Offshore wind report

Global warming: the real enemy

Climate change and biodiversity loss both require urgent action at scale, but risk ending up in conflict over the designation of “go to” and “no go” areas on land and at sea. If such conflict arises, it is important to remember who the real enemy is, write Alice Whittaker and Lev Gantly, partners, and Maeve Delargy, senior associate, at Philip Lee.

The earth is warming at an alarming rate, the full consequences of which are challenging to predict but most predictions are catastrophic. Air temperature increases, now mostly accepted to be anthropogenic even by the most fervent climate deniers, are only part of the story. Approximately 90 per cent of warming is occurring in the sea. Warming of the oceans is estimated to have doubled since the 1990s, while the warmest ocean temperatures were recorded in 2021-2022. Marine heatwaves have increased in frequency and intensity, with significant impacts on marine species and ecosystems. As water warms it expands, contributing to record high sea level rises and extreme rainfall events.

━━━━

Write out everything in the offshore wind report above from "The earth is" down to "extreme rainfall events.", without changing a word.

━━━━

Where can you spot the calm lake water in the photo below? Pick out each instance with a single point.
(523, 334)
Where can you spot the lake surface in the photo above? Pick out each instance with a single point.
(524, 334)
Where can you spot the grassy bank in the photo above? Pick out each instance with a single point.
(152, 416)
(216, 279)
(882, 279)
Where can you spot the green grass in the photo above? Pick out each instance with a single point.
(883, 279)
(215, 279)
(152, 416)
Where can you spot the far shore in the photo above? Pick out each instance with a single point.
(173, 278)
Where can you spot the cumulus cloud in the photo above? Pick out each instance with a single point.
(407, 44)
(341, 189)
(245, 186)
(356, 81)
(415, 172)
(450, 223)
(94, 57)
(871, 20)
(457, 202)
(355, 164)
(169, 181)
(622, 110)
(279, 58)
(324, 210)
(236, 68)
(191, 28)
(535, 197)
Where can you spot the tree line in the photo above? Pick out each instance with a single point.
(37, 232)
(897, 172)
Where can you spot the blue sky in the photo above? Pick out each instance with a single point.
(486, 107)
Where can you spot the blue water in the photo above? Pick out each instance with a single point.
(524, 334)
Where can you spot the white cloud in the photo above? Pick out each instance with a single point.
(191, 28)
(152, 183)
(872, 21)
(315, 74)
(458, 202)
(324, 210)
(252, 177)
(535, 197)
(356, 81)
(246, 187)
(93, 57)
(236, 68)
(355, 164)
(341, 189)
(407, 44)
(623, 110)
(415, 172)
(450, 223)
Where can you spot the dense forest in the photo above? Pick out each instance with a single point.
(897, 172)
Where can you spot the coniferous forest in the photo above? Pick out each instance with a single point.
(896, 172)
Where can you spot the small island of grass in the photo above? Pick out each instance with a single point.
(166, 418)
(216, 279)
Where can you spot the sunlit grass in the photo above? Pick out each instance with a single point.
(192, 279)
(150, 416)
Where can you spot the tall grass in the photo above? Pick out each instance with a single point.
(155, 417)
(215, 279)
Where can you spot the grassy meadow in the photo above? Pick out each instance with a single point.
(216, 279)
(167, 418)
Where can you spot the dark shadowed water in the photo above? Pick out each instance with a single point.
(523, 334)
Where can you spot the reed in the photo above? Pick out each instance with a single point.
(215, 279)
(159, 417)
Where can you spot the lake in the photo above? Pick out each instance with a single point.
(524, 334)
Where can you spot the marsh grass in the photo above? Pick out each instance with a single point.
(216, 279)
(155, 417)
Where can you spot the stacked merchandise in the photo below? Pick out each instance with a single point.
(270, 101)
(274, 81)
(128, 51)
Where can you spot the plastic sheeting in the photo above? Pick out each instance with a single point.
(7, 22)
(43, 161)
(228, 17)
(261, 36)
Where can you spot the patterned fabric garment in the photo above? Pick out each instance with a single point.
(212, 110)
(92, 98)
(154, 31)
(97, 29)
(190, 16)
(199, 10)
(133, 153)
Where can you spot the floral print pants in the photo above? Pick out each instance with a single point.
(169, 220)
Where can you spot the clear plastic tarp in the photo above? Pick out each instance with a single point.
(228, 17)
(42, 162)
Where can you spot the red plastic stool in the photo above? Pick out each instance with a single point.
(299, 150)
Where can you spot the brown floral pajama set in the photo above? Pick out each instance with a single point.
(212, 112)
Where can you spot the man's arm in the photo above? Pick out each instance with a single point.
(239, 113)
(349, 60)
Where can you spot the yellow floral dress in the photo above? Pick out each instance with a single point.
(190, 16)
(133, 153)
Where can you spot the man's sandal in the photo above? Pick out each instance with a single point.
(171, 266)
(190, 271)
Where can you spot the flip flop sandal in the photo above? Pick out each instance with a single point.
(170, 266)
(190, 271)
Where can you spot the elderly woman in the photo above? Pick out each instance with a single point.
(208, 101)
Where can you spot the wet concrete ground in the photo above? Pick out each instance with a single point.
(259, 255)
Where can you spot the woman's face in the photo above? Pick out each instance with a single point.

━━━━

§ ANSWER FOR THE TASK:
The earth is warming at an alarming rate, the full consequences of which are challenging to predict but most predictions are catastrophic. Air temperature increases, now mostly accepted to be anthropogenic even by the most fervent climate deniers, are only part of the story. Approximately 90 per cent of warming is occurring in the sea. Warming of the oceans is estimated to have doubled since the 1990s, while the warmest ocean temperatures were recorded in 2021-2022. Marine heatwaves have increased in frequency and intensity, with significant impacts on marine species and ecosystems. As water warms it expands, contributing to record high sea level rises and extreme rainfall events.